### PROBLEM DETAILS
Would you copy only the lines below, beginning with the one that contains "positive clicks: (1476, 806)" and running through the last entry line?

═════ INFORMATION SHOWN ═════

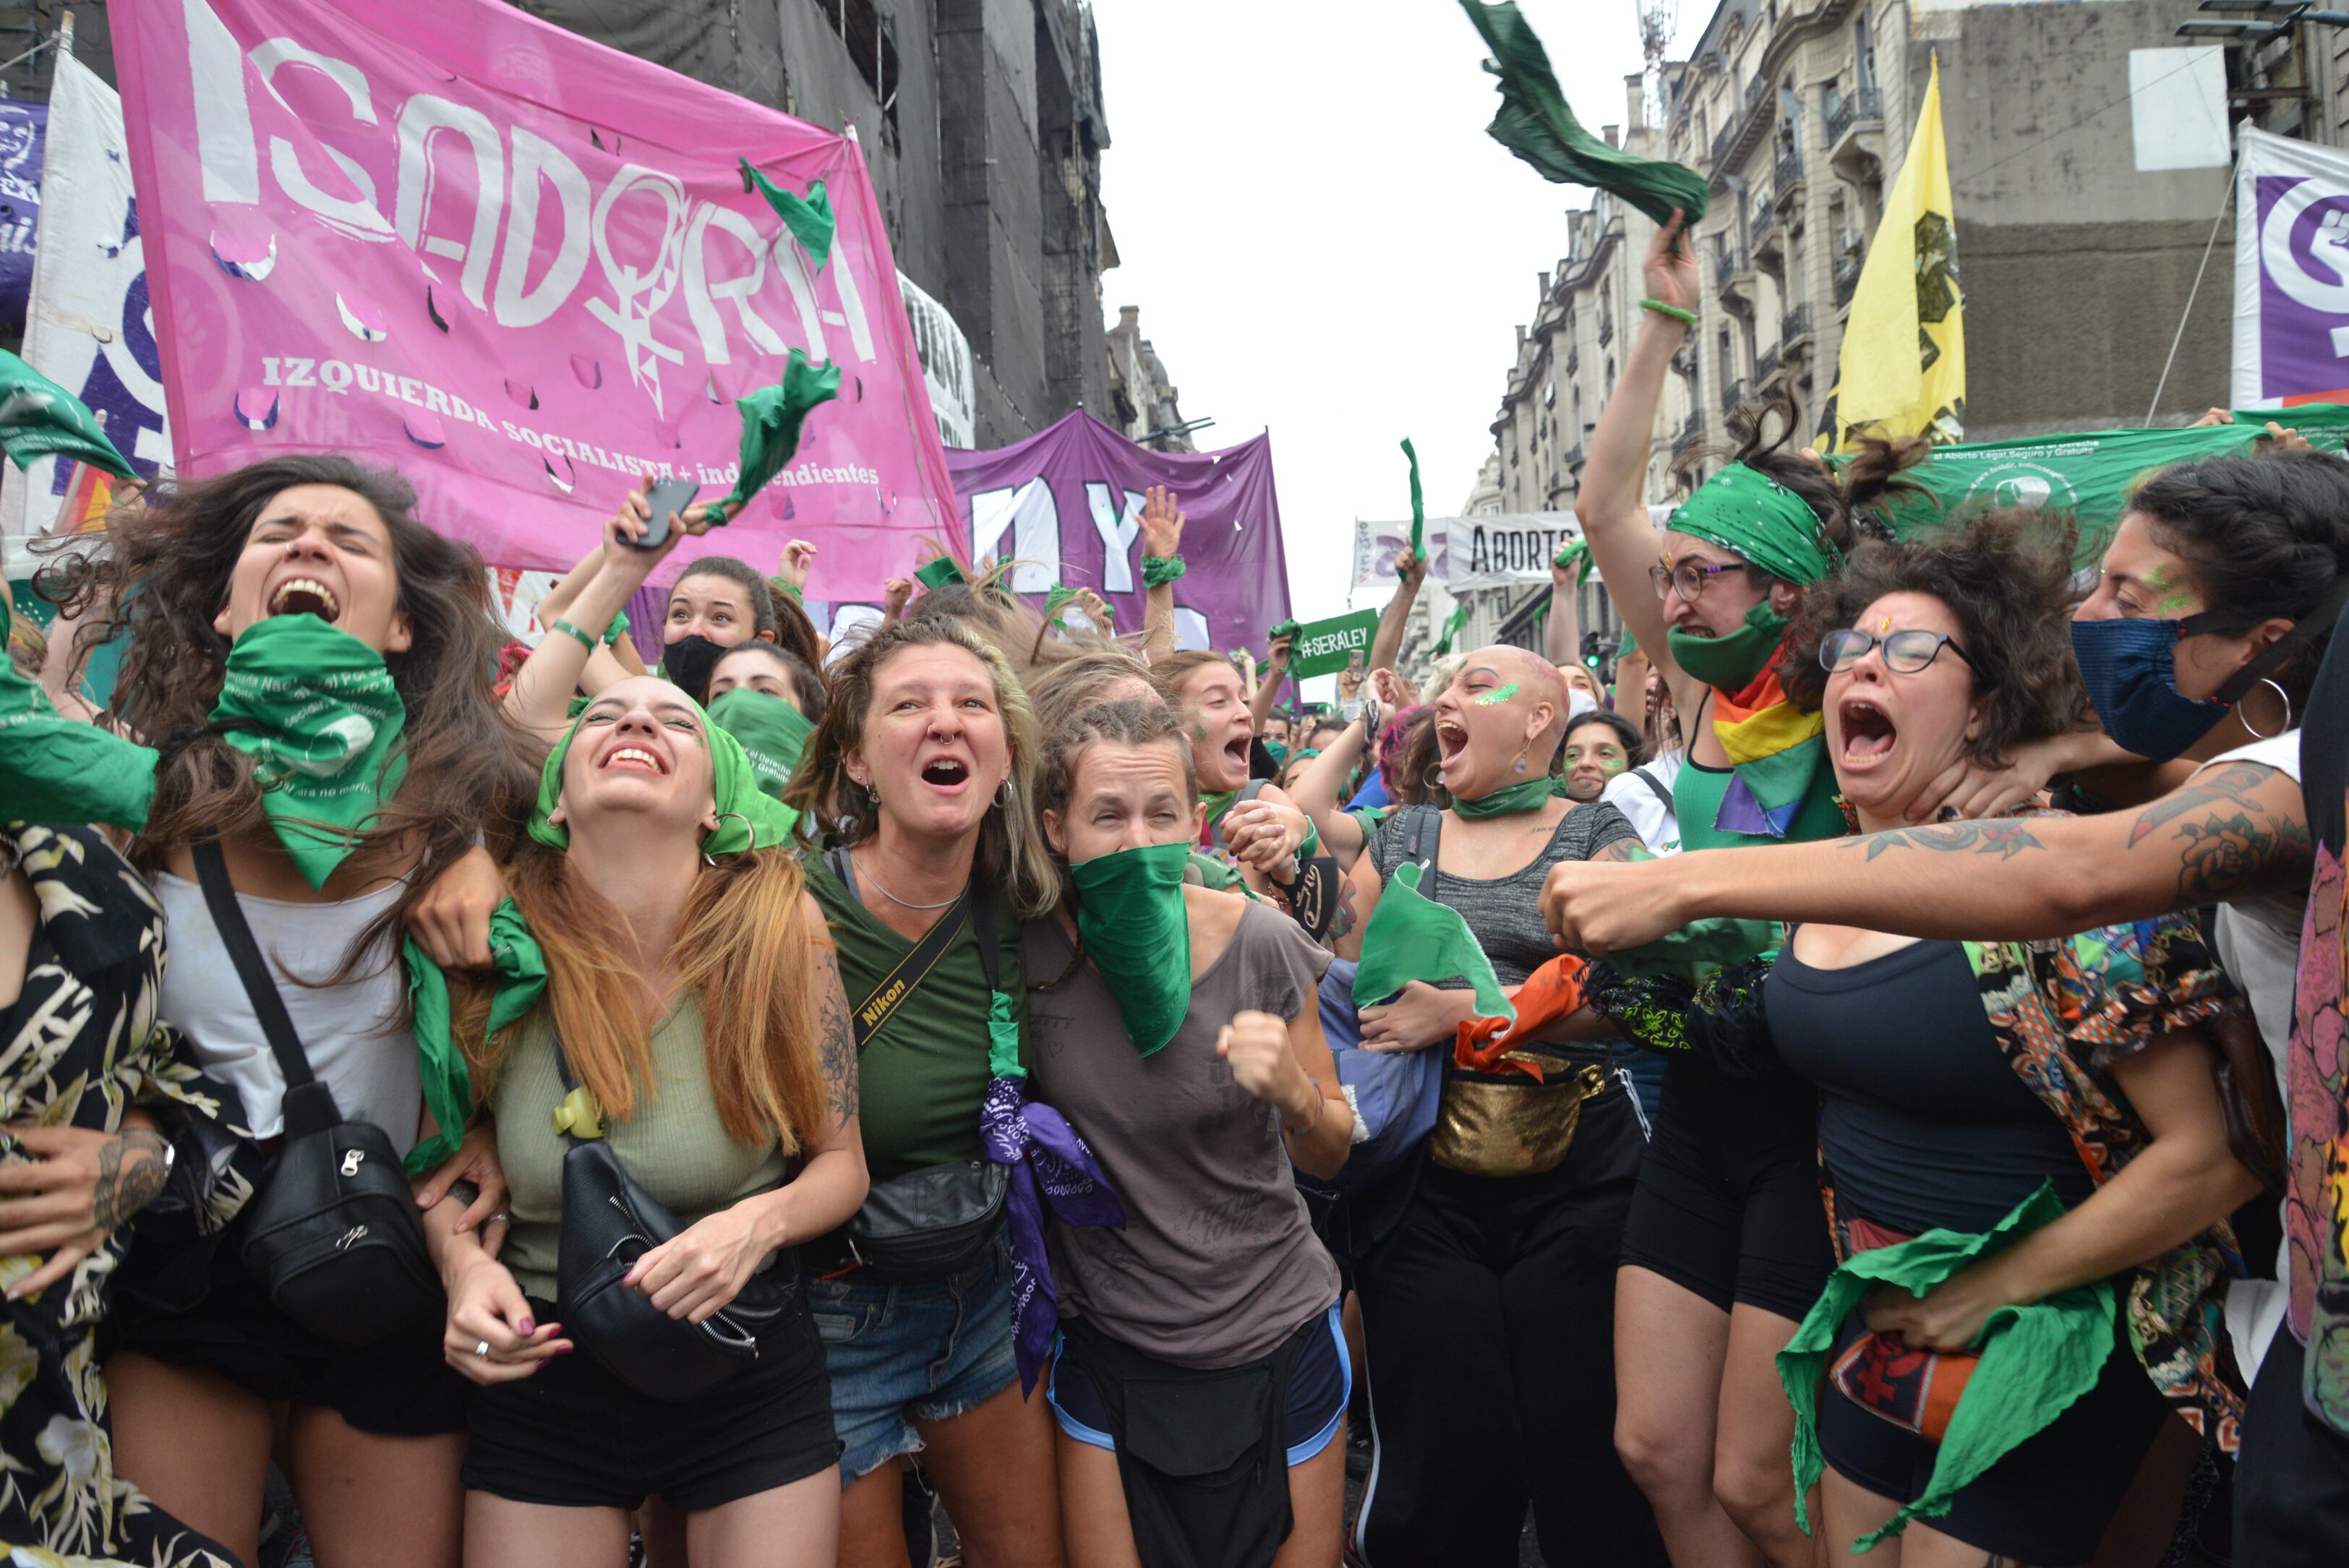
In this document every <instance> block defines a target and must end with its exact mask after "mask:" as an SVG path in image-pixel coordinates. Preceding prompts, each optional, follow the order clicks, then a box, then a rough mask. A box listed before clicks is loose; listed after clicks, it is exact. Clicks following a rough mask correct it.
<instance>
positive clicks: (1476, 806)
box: [1452, 775, 1550, 819]
mask: <svg viewBox="0 0 2349 1568" xmlns="http://www.w3.org/2000/svg"><path fill="white" fill-rule="evenodd" d="M1548 803H1550V775H1541V777H1539V779H1522V782H1517V784H1506V786H1503V789H1496V791H1492V793H1489V796H1485V798H1480V800H1461V798H1459V796H1452V810H1454V812H1459V815H1461V817H1468V819H1475V817H1513V815H1517V812H1539V810H1541V807H1543V805H1548Z"/></svg>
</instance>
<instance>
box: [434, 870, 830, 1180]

═════

### RESPONSE
positive clicks: (1476, 806)
box: [1452, 775, 1550, 819]
mask: <svg viewBox="0 0 2349 1568" xmlns="http://www.w3.org/2000/svg"><path fill="white" fill-rule="evenodd" d="M1548 803H1550V775H1541V777H1539V779H1522V782H1517V784H1506V786H1503V789H1496V791H1492V793H1489V796H1485V798H1480V800H1461V798H1459V796H1452V810H1454V812H1459V815H1461V817H1468V819H1475V817H1513V815H1517V812H1539V810H1541V807H1543V805H1548Z"/></svg>
</instance>
<instance>
box: [434, 870, 830, 1180]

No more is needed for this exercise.